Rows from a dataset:
________________________
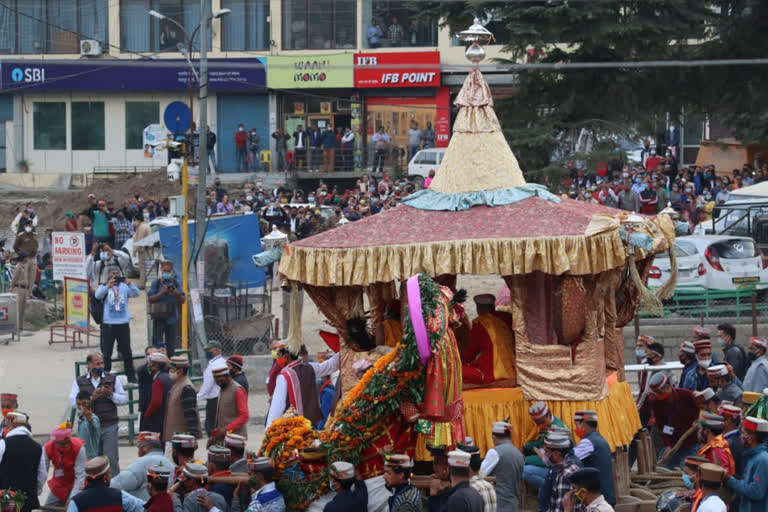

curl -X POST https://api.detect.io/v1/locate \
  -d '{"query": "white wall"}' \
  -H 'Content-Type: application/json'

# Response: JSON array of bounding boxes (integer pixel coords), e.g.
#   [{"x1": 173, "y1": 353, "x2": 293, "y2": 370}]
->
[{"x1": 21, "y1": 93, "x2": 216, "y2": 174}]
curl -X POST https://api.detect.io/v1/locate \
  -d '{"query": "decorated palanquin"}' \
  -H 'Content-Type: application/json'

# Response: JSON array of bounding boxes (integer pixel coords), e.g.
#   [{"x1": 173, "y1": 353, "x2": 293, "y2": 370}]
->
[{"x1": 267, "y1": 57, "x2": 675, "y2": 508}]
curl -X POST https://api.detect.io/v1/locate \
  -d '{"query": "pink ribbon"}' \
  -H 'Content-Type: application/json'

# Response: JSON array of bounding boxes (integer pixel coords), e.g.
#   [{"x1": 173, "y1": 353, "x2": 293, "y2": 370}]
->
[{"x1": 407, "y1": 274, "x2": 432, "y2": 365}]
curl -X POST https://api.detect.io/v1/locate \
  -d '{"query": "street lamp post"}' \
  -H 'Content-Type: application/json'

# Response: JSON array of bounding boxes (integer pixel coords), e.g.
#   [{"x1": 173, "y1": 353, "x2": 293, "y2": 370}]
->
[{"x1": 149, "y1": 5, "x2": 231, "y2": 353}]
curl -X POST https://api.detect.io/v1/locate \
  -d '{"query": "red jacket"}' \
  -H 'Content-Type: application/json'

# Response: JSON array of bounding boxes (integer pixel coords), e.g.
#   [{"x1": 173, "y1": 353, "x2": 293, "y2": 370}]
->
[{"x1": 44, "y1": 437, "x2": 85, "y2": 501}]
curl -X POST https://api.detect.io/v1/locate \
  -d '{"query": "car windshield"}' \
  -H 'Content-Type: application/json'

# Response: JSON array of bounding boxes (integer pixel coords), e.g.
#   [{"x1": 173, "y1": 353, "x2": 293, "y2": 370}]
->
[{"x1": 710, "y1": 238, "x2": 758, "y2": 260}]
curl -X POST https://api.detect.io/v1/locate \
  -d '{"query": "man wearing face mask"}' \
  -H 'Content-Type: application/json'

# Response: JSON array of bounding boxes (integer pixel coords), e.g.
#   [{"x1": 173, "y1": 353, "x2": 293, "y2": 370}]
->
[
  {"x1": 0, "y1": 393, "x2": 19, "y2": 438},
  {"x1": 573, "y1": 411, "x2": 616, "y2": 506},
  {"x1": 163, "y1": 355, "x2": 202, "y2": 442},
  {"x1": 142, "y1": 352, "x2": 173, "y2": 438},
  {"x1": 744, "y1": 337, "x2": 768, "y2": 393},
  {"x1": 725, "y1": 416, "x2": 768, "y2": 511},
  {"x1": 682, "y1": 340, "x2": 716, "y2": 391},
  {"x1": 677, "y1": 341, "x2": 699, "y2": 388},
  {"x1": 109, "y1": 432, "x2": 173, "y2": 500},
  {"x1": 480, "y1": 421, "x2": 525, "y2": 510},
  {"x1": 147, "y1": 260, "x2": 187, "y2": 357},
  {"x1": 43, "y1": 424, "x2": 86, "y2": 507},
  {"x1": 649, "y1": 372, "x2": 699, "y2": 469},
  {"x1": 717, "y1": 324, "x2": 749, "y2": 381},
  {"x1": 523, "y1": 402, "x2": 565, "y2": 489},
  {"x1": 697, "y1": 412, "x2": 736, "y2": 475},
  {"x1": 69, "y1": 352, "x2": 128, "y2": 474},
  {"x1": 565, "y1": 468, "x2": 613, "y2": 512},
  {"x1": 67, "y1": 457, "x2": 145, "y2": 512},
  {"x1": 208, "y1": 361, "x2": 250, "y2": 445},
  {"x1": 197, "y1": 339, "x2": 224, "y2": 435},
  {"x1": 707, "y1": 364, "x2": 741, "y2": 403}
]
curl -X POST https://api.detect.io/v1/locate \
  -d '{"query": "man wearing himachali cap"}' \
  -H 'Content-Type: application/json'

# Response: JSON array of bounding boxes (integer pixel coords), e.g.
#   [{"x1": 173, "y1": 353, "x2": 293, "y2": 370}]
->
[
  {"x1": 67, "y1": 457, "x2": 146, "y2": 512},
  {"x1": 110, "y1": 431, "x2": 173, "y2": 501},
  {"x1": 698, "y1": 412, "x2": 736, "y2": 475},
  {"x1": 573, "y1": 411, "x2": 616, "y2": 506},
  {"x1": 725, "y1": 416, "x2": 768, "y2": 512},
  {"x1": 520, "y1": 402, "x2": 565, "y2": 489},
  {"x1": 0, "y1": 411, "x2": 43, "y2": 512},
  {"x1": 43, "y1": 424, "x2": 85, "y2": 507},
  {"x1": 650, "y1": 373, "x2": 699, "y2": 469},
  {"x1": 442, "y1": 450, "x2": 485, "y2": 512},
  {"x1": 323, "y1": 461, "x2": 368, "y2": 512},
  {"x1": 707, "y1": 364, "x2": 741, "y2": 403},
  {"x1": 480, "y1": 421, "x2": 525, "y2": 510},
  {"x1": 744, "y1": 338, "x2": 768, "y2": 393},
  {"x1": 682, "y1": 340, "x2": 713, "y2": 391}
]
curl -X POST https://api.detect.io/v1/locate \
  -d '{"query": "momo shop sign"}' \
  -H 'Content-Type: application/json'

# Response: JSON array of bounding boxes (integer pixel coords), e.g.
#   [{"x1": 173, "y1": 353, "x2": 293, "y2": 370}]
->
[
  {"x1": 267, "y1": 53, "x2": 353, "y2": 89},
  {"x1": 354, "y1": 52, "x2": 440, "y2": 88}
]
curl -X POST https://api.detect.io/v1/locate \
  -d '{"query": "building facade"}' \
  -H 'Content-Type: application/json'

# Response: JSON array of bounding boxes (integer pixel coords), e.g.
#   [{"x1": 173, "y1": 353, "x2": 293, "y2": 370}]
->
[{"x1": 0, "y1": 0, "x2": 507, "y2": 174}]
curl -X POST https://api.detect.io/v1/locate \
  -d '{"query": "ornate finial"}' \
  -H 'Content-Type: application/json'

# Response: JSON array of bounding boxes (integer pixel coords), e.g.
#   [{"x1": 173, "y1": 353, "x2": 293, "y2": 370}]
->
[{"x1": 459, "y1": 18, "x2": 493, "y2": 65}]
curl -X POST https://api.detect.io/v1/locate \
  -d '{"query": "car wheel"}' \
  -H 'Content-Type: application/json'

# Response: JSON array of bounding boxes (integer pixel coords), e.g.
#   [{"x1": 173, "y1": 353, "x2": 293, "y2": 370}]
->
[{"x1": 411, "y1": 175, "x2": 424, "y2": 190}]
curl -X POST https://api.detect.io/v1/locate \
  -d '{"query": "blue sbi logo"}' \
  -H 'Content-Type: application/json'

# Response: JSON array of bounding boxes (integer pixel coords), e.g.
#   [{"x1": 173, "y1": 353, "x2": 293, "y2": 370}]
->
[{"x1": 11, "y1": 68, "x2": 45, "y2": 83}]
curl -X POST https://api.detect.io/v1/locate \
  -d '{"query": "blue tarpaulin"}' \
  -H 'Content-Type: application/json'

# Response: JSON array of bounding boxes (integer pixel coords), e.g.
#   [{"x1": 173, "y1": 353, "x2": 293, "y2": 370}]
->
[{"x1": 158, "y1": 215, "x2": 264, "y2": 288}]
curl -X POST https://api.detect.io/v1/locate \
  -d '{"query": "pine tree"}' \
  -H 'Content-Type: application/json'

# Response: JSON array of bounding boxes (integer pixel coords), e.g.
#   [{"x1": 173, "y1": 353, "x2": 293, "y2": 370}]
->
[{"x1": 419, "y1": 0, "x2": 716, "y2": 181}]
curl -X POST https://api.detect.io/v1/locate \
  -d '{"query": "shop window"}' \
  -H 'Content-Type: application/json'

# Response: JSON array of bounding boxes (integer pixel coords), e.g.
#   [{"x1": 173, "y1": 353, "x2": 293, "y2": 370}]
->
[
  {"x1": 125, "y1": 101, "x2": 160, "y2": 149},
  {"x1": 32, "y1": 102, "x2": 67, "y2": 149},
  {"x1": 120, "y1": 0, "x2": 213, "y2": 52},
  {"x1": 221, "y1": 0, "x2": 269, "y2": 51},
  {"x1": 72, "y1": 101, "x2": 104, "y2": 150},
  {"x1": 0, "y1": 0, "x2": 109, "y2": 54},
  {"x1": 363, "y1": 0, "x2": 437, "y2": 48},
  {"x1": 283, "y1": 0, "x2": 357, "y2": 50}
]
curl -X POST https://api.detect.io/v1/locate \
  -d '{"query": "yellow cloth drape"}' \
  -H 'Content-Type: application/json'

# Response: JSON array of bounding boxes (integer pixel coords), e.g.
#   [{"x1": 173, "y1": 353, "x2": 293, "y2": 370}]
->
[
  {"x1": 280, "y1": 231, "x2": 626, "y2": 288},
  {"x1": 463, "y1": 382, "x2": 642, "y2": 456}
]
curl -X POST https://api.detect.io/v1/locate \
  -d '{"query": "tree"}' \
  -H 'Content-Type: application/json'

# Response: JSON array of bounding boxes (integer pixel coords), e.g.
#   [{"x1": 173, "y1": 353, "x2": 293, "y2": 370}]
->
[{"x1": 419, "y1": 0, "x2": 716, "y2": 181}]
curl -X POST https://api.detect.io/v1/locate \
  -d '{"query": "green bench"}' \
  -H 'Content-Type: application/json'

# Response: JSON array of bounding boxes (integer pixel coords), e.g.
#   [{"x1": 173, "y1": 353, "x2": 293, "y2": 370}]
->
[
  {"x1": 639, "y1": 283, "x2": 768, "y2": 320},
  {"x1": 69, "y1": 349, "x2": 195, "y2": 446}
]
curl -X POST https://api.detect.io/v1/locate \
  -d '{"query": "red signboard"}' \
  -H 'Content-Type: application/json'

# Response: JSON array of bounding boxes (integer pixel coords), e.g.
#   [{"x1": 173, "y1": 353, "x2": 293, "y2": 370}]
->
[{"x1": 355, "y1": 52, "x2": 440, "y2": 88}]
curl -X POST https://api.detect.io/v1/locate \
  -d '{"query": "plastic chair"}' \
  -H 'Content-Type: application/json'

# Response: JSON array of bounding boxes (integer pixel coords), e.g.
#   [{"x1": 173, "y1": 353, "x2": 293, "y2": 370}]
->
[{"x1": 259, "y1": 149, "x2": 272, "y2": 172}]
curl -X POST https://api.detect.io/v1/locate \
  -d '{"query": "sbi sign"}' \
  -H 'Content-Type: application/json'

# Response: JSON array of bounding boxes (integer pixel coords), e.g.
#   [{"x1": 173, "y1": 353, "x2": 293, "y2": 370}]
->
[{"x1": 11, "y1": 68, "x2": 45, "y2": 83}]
________________________
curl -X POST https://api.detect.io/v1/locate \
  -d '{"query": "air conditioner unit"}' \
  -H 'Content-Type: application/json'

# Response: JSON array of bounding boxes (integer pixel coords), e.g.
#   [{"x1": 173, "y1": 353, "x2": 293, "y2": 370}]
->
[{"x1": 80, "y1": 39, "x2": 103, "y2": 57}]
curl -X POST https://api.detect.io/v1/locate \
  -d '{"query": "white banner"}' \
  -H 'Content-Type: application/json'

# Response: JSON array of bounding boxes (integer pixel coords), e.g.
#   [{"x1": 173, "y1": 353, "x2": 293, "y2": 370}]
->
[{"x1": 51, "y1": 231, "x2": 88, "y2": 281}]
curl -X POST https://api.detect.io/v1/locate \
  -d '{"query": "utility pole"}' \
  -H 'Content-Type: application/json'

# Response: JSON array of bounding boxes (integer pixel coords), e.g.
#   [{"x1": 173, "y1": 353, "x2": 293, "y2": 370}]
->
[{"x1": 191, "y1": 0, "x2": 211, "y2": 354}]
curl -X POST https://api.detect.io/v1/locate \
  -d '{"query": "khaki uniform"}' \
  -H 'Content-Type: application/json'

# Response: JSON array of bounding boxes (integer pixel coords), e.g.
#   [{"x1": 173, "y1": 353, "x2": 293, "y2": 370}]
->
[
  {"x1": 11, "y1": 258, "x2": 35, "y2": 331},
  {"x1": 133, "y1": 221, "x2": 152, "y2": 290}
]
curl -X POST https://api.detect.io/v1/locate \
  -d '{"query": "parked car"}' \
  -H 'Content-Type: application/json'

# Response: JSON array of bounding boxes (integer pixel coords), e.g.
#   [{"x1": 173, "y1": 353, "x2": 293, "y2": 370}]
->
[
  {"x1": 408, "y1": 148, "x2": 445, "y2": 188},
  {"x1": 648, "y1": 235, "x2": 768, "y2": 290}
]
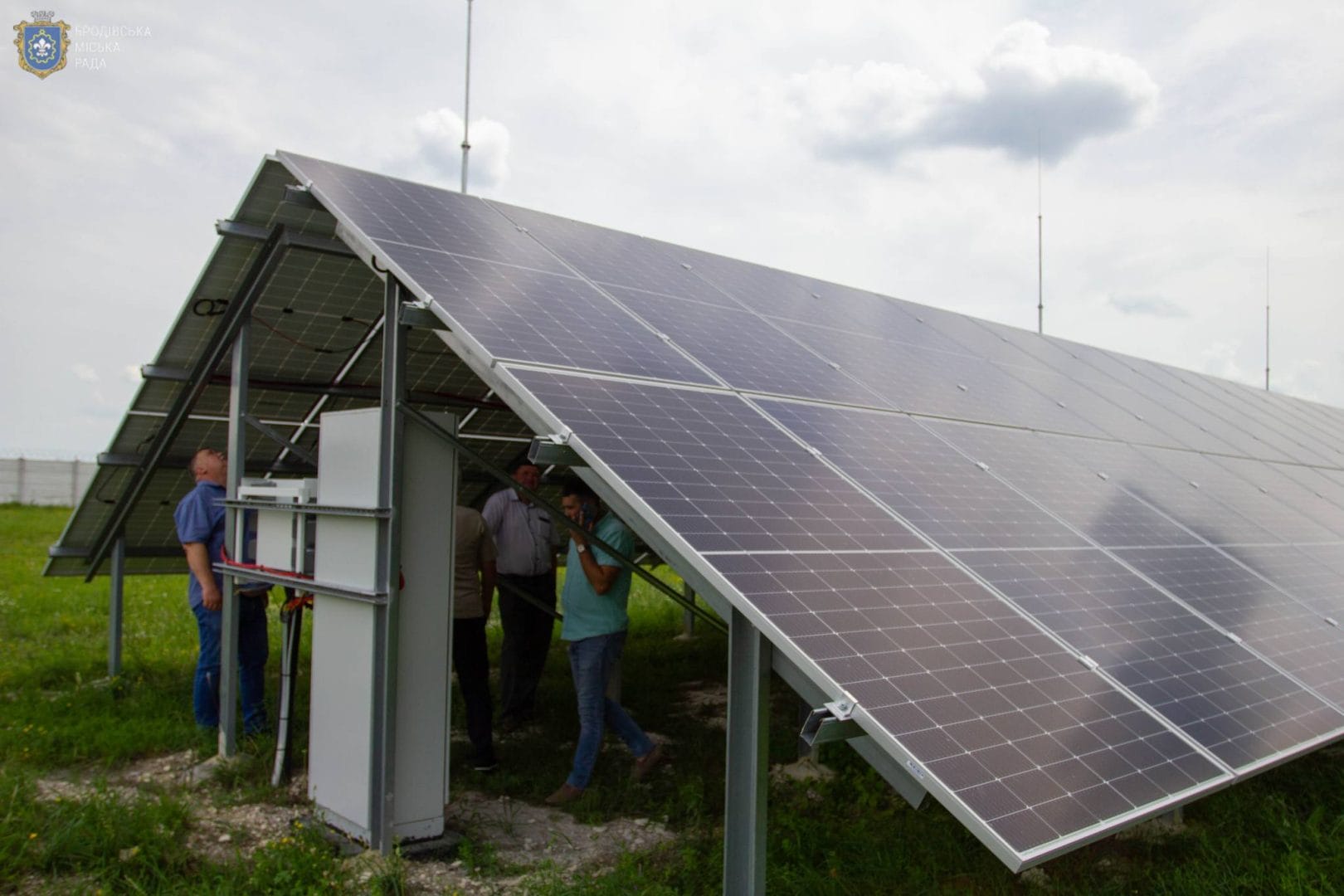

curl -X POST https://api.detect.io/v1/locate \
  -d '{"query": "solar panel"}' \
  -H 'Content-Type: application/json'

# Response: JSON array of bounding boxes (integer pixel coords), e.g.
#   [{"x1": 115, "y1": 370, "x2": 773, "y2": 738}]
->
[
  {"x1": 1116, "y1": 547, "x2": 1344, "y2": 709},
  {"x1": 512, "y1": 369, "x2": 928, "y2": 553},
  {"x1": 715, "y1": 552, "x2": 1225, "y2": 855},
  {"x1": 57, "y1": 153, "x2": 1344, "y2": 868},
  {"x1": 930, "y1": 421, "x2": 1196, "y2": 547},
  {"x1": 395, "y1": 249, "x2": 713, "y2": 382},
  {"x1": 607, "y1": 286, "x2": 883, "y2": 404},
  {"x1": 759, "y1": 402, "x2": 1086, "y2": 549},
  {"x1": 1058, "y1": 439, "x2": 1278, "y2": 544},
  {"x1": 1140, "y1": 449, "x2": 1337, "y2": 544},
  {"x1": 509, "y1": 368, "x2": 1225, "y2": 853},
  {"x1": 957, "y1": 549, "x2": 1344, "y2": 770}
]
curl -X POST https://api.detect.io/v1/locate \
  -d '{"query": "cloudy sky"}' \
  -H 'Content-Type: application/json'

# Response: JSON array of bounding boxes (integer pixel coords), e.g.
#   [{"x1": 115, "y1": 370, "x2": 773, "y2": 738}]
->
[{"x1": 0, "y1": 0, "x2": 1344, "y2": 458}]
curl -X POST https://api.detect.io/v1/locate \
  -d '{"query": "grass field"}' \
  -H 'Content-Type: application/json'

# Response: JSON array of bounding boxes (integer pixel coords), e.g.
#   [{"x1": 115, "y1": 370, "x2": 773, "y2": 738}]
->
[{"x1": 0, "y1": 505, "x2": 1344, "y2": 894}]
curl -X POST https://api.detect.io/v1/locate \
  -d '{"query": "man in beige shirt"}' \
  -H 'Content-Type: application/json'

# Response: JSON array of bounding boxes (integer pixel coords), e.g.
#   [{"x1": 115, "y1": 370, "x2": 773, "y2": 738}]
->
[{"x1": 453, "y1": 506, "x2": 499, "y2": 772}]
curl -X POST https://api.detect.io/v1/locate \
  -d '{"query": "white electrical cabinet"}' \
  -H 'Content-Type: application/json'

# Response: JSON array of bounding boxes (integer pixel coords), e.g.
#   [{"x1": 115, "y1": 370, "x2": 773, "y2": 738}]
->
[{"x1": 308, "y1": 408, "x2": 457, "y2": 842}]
________________________
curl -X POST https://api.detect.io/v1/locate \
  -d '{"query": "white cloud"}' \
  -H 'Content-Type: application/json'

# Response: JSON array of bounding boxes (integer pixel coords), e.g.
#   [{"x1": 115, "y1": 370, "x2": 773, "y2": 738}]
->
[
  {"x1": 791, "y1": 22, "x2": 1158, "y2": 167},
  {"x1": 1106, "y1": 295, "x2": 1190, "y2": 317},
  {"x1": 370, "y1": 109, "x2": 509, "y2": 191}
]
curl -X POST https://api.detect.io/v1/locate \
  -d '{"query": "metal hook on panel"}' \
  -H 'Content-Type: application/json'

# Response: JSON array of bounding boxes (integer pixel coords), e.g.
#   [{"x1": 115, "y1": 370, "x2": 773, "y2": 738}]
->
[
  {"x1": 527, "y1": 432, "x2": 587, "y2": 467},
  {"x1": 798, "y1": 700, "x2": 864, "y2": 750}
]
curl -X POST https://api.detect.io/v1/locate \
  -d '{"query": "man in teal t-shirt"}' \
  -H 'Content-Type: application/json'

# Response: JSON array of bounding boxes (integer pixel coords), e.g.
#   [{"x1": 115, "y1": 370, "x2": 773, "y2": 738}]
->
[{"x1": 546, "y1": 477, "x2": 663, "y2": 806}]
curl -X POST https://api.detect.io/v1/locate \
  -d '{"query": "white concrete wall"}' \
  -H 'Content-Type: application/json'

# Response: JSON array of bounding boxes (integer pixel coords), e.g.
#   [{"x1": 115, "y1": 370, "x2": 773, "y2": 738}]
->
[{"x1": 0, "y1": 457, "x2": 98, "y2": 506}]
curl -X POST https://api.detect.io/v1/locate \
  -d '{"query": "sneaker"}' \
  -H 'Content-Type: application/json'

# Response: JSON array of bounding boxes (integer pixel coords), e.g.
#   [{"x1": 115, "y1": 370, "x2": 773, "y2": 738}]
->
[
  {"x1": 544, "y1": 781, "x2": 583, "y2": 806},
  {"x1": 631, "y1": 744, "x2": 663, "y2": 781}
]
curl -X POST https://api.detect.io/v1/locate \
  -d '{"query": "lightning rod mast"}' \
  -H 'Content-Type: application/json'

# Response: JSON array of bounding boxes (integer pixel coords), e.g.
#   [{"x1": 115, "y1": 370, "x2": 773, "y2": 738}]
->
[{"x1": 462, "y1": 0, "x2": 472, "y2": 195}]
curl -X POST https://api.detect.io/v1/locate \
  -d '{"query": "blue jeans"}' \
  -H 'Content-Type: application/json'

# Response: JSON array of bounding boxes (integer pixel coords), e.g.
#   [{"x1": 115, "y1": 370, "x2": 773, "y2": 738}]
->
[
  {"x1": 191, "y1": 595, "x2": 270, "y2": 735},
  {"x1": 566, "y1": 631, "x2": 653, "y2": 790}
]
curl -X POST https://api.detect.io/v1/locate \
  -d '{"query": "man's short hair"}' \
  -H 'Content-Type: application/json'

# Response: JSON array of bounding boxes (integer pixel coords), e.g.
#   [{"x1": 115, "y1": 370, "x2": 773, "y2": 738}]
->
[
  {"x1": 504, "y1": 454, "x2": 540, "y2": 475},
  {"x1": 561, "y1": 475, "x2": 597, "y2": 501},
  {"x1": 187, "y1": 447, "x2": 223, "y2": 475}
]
________________________
### TASK OBJECTIVE
Please count the lines in the records above that contain the word "white" and give only the number.

### REPLY
5